--- Start of Dataset content ---

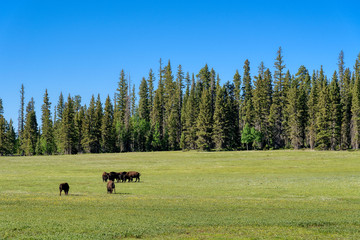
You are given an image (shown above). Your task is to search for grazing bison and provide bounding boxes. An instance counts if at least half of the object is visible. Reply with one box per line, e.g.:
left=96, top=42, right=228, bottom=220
left=59, top=183, right=70, bottom=196
left=102, top=172, right=109, bottom=182
left=109, top=172, right=120, bottom=182
left=125, top=171, right=140, bottom=182
left=119, top=172, right=127, bottom=182
left=106, top=180, right=115, bottom=193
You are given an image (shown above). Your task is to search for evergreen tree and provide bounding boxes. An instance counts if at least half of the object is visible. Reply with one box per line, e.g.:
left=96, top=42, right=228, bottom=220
left=23, top=98, right=38, bottom=156
left=81, top=95, right=98, bottom=153
left=148, top=68, right=155, bottom=111
left=4, top=117, right=16, bottom=155
left=233, top=70, right=241, bottom=145
left=350, top=54, right=360, bottom=150
left=329, top=71, right=342, bottom=150
left=285, top=73, right=301, bottom=149
left=269, top=47, right=286, bottom=148
left=151, top=81, right=164, bottom=150
left=39, top=89, right=55, bottom=155
left=115, top=69, right=128, bottom=124
left=93, top=94, right=103, bottom=153
left=253, top=66, right=272, bottom=148
left=101, top=95, right=116, bottom=153
left=196, top=90, right=212, bottom=151
left=240, top=59, right=254, bottom=127
left=212, top=87, right=226, bottom=150
left=53, top=92, right=65, bottom=153
left=61, top=94, right=76, bottom=154
left=130, top=84, right=138, bottom=116
left=185, top=74, right=199, bottom=149
left=139, top=78, right=150, bottom=121
left=307, top=71, right=319, bottom=149
left=0, top=98, right=6, bottom=156
left=196, top=64, right=211, bottom=93
left=340, top=68, right=352, bottom=149
left=18, top=84, right=25, bottom=155
left=74, top=106, right=86, bottom=153
left=316, top=74, right=331, bottom=150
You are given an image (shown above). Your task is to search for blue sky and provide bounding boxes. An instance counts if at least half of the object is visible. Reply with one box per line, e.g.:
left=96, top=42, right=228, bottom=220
left=0, top=0, right=360, bottom=127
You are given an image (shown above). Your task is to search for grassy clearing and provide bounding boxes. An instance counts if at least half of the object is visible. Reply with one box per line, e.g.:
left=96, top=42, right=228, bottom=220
left=0, top=151, right=360, bottom=239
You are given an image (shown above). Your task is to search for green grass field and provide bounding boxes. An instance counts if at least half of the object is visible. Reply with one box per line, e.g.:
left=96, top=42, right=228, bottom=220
left=0, top=151, right=360, bottom=239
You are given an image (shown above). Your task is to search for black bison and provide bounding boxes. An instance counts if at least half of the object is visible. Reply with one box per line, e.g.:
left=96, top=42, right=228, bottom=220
left=125, top=171, right=140, bottom=182
left=119, top=172, right=127, bottom=182
left=106, top=180, right=115, bottom=193
left=59, top=183, right=70, bottom=196
left=109, top=172, right=121, bottom=182
left=102, top=172, right=109, bottom=182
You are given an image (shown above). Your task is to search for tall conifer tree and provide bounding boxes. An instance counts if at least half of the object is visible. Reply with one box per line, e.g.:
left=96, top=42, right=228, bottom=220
left=40, top=89, right=55, bottom=155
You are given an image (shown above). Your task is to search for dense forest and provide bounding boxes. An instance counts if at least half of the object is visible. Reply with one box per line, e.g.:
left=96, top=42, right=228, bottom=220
left=0, top=48, right=360, bottom=155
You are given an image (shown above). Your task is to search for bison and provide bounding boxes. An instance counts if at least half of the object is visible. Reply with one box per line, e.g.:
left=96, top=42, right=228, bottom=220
left=119, top=172, right=127, bottom=182
left=106, top=180, right=115, bottom=193
left=109, top=172, right=120, bottom=182
left=59, top=183, right=70, bottom=196
left=125, top=171, right=140, bottom=182
left=102, top=172, right=109, bottom=182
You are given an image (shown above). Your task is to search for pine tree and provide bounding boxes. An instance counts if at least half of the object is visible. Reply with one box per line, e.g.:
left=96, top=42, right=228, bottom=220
left=18, top=84, right=25, bottom=155
left=180, top=72, right=191, bottom=150
left=307, top=71, right=319, bottom=149
left=350, top=54, right=360, bottom=150
left=115, top=69, right=128, bottom=124
left=196, top=64, right=211, bottom=93
left=61, top=94, right=76, bottom=154
left=39, top=89, right=55, bottom=155
left=196, top=90, right=212, bottom=151
left=233, top=70, right=241, bottom=145
left=23, top=98, right=38, bottom=156
left=81, top=95, right=98, bottom=153
left=253, top=65, right=272, bottom=148
left=185, top=74, right=199, bottom=149
left=269, top=47, right=286, bottom=148
left=147, top=68, right=155, bottom=111
left=5, top=119, right=16, bottom=155
left=0, top=98, right=6, bottom=156
left=74, top=106, right=86, bottom=153
left=93, top=94, right=103, bottom=153
left=329, top=71, right=342, bottom=150
left=101, top=95, right=116, bottom=153
left=212, top=87, right=226, bottom=150
left=316, top=74, right=331, bottom=150
left=240, top=59, right=254, bottom=127
left=139, top=78, right=150, bottom=121
left=54, top=92, right=65, bottom=153
left=151, top=81, right=164, bottom=150
left=223, top=81, right=240, bottom=150
left=340, top=68, right=352, bottom=149
left=285, top=72, right=301, bottom=149
left=129, top=84, right=138, bottom=116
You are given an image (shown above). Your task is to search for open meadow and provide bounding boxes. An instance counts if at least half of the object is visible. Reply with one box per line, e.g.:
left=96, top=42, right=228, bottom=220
left=0, top=151, right=360, bottom=239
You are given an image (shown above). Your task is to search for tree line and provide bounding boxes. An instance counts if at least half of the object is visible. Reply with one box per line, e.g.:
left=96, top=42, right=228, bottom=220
left=0, top=47, right=360, bottom=155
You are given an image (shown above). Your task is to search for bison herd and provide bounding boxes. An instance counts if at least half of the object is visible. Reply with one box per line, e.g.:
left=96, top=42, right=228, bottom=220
left=59, top=171, right=140, bottom=196
left=102, top=171, right=140, bottom=182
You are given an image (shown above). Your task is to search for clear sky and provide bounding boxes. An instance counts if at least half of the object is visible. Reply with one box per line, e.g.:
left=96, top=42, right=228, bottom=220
left=0, top=0, right=360, bottom=127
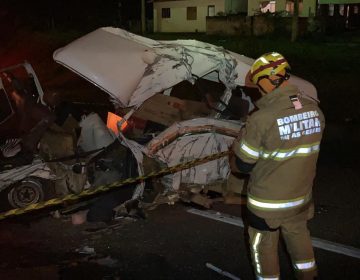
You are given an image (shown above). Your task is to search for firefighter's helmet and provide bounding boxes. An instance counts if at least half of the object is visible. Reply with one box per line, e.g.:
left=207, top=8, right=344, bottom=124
left=250, top=52, right=290, bottom=85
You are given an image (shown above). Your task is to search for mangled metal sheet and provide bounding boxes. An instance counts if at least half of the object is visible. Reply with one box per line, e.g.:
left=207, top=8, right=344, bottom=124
left=146, top=118, right=242, bottom=190
left=53, top=27, right=318, bottom=110
left=0, top=158, right=55, bottom=191
left=54, top=27, right=237, bottom=107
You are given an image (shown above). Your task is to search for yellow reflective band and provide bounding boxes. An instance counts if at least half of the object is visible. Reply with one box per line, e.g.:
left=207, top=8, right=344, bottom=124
left=252, top=232, right=261, bottom=273
left=248, top=195, right=310, bottom=209
left=260, top=143, right=320, bottom=160
left=295, top=260, right=315, bottom=270
left=240, top=141, right=260, bottom=159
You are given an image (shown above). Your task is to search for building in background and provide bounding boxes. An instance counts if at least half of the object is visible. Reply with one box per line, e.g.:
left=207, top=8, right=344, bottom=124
left=153, top=0, right=248, bottom=32
left=247, top=0, right=316, bottom=17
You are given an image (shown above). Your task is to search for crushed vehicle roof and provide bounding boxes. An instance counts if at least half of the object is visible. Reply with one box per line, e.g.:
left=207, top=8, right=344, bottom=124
left=53, top=27, right=316, bottom=107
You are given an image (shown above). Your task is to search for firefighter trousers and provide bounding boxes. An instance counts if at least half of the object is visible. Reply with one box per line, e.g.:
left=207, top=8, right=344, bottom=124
left=248, top=208, right=317, bottom=280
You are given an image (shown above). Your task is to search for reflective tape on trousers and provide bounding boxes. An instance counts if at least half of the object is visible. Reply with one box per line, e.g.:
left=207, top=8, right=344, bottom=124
left=295, top=260, right=315, bottom=270
left=248, top=192, right=310, bottom=209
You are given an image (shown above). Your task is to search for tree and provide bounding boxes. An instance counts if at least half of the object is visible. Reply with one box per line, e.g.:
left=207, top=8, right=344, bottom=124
left=291, top=0, right=299, bottom=42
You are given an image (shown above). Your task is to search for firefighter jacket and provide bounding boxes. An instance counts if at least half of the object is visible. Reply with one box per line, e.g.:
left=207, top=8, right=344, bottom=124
left=233, top=85, right=325, bottom=218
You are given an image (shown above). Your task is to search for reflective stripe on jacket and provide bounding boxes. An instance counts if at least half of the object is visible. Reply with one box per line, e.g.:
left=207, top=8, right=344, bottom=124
left=234, top=85, right=325, bottom=218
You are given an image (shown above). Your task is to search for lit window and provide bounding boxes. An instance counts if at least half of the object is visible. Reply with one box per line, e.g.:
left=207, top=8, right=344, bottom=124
left=208, top=5, right=215, bottom=17
left=354, top=6, right=359, bottom=15
left=161, top=8, right=171, bottom=18
left=285, top=0, right=303, bottom=15
left=186, top=7, right=197, bottom=20
left=260, top=1, right=276, bottom=13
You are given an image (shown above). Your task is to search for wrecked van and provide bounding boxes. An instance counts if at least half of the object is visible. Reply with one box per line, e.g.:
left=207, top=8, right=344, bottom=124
left=53, top=27, right=316, bottom=210
left=0, top=27, right=316, bottom=213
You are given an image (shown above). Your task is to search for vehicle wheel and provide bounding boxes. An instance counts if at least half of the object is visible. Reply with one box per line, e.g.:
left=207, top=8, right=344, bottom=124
left=8, top=178, right=44, bottom=208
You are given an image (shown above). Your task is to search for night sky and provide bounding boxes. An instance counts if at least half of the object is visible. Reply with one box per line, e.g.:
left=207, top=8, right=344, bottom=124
left=0, top=0, right=152, bottom=31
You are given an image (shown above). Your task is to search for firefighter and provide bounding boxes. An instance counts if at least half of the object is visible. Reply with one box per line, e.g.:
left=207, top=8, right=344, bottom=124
left=232, top=52, right=325, bottom=279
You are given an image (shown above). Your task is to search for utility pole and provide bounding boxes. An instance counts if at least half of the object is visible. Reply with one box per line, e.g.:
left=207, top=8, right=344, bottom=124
left=141, top=0, right=146, bottom=34
left=291, top=0, right=299, bottom=42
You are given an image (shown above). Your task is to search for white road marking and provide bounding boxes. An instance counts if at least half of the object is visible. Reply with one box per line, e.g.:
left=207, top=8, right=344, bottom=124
left=187, top=208, right=360, bottom=259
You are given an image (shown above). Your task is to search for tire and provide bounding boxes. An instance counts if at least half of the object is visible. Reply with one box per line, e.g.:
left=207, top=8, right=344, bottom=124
left=8, top=178, right=45, bottom=208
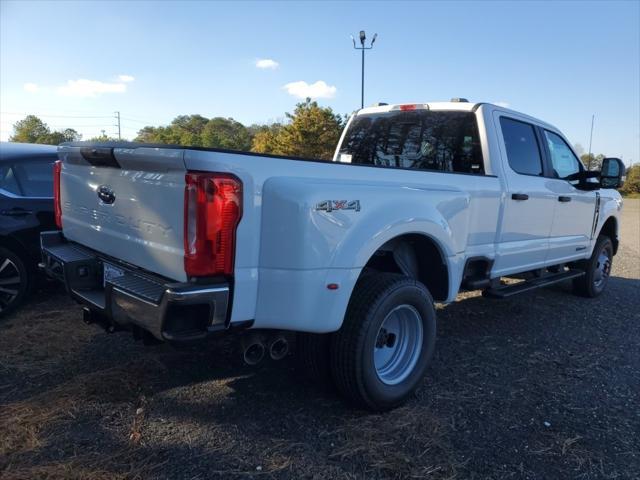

--- End of Dataset content ---

* _Problem to solve_
Please swap "trousers" for "pants" in the data starting at the line that contains "for reflective tape" and ending at the line that contains "left=248, top=192, right=310, bottom=209". Give only those lines, with nothing else changed.

* _Complete answer_
You are given an image (shown above). Your task is to search for reflective tape on pants and provide bounding boxes. An instance counts if at least half of the object is visible. Reply with one box per line, e.g.:
left=207, top=8, right=344, bottom=124
left=295, top=260, right=315, bottom=270
left=248, top=192, right=310, bottom=209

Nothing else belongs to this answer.